WORK REQUEST >>
The entries are to be given again in full. Every word must match.

=== Begin Enclosure ===

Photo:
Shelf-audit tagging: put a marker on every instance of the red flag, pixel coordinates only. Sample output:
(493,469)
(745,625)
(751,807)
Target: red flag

=== End Enclosure ===

ANSWER AREA >>
Photo:
Shelf-audit tagging: put a marker on every instance of the red flag, pixel coordinates only. Sample output:
(493,469)
(745,625)
(751,807)
Target: red flag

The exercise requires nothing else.